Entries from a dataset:
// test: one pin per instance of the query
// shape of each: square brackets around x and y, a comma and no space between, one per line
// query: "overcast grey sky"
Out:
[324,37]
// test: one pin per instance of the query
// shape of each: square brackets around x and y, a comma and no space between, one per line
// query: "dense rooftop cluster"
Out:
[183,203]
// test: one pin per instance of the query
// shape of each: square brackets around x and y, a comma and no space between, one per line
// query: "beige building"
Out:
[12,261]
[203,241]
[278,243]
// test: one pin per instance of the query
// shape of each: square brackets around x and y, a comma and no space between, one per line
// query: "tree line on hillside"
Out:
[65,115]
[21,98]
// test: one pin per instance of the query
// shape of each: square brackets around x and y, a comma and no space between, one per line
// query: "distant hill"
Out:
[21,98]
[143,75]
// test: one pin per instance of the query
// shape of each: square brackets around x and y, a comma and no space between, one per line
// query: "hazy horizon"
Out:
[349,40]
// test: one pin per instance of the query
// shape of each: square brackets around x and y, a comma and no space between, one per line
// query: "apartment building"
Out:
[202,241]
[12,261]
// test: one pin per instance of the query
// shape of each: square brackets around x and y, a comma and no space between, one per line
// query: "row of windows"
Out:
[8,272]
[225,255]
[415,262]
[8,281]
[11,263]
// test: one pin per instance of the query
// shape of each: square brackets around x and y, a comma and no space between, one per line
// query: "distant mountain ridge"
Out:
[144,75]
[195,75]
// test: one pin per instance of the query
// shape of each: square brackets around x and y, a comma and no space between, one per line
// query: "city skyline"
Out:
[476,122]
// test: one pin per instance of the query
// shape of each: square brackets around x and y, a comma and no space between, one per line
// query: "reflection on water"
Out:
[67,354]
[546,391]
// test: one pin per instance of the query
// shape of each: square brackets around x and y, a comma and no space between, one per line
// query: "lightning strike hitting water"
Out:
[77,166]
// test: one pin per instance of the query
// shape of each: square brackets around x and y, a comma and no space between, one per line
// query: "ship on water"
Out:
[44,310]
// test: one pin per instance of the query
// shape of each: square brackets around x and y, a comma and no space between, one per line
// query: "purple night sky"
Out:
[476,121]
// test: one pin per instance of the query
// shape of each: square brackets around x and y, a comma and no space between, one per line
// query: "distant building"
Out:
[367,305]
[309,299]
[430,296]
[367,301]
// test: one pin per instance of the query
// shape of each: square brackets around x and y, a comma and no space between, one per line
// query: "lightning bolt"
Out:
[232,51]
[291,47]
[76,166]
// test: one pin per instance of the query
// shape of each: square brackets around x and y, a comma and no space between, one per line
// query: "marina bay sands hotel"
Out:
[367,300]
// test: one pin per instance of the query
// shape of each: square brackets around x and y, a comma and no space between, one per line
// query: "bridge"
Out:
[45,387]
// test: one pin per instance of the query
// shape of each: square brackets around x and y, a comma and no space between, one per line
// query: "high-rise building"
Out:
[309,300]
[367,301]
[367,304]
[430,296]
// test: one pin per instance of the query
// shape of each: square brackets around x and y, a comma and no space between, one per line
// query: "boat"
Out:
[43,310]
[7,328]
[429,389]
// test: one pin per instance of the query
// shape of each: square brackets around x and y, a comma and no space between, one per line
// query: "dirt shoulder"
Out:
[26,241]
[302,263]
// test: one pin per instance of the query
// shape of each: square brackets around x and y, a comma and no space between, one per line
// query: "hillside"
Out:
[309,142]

Exercise directions:
Extract every record. Keep wording exact.

Task answer:
// test: one pin per instance of the query
// shape of each: square brackets around x and y, a comma and no space between, one per line
// query: "overcast grey sky"
Out:
[324,37]
// test: one pin per instance of the query
// shape of each: square brackets around x and y, a comma and no space between, one per line
// query: "dense rooftop cluster"
Out:
[183,203]
// test: one pin per instance of the query
// shape of each: square brackets around x and y, a comma and no space between, one per line
// query: "beige building"
Out:
[12,261]
[203,241]
[278,243]
// test: one pin per instance of the query
// shape of each: square brackets around x and y, a comma and no space between, one per line
// query: "tree line on hillside"
Out:
[65,115]
[21,98]
// test: one pin per instance of the query
// shape of each: square brackets around x and y, a comma and no space between, one per line
// query: "distant hill"
Out:
[21,98]
[143,75]
// test: one pin per instance of the query
// shape of each: square brackets around x and y, a comma and no space between, one per line
// query: "hazy horizon"
Out:
[349,40]
// test: one pin per instance of the query
// shape of each: square brackets around x and y, a comma and no space between, one per line
// query: "apartment building"
Out:
[202,241]
[12,261]
// test: one pin per instance of the query
// shape of each: square brackets around x and y, a comma and no space between, one per line
// query: "row of windows"
Out:
[8,272]
[225,255]
[415,262]
[8,281]
[11,263]
// test: one pin per instance of the query
// shape of each: square brackets around x and y, a comma and no space between, one per line
// query: "distant mountain ridge"
Out:
[144,75]
[195,75]
// test: one pin per instance of the query
// shape of each: square brackets around x and y, a comma and no space between, one per line
// query: "city skyline"
Out:
[476,122]
// test: one pin per instance of the query
// shape of each: square brackets around x and y, a comma and no space between, one per line
// query: "reflection on water"
Out:
[67,354]
[546,391]
// test: one pin per instance of the query
// shape of each: square brackets around x and y, a comma and no space between, one per line
// query: "lightning strike hitting water"
Out:
[77,166]
// test: one pin per instance of the query
// shape of each: square brackets around x and y, a comma and no space between, one per line
// query: "ship on water"
Out:
[44,310]
// test: one pin per instance of the query
// shape of each: square brackets around x and y, a comma and no space between, one per line
// query: "purple night sky"
Out:
[476,121]
// test: one pin per instance of the query
// shape of each: square brackets around x and y, a comma and no space between, one per line
// query: "distant building"
Out:
[367,305]
[309,299]
[430,296]
[367,301]
// test: one pin per instance of the query
// shape of each: square brackets around x and y, a comma and no space between, one per line
// query: "lightning bolt"
Out:
[232,51]
[291,47]
[76,166]
// test: one pin per instance of the query
// shape of each: square brackets around x and y, a comma and no space between, one per line
// query: "marina bay sands hotel"
Out:
[367,300]
// test: one pin per instance of the query
// shape of each: square brackets around x and y, a comma and no space between, one per line
// query: "bridge"
Out:
[45,387]
// test: one pin per instance of the query
// shape of each: square brackets around x and y, a comma and no space between, one per line
// query: "high-rise building"
Out:
[309,300]
[367,301]
[367,304]
[430,296]
// test: one pin per instance of the query
// shape of each: square brackets around x and y, a comma and no space between, one per line
// query: "boat"
Out:
[43,310]
[7,328]
[429,389]
// test: one pin per instance of the query
// shape of each: square brackets around x and y, a comma and no space between, one per line
// query: "dirt shoulder"
Out:
[26,241]
[302,263]
// test: one pin per instance of the query
// shape of each: square brackets around x and y, a comma and no space between, one per line
// query: "hillside"
Out:
[309,142]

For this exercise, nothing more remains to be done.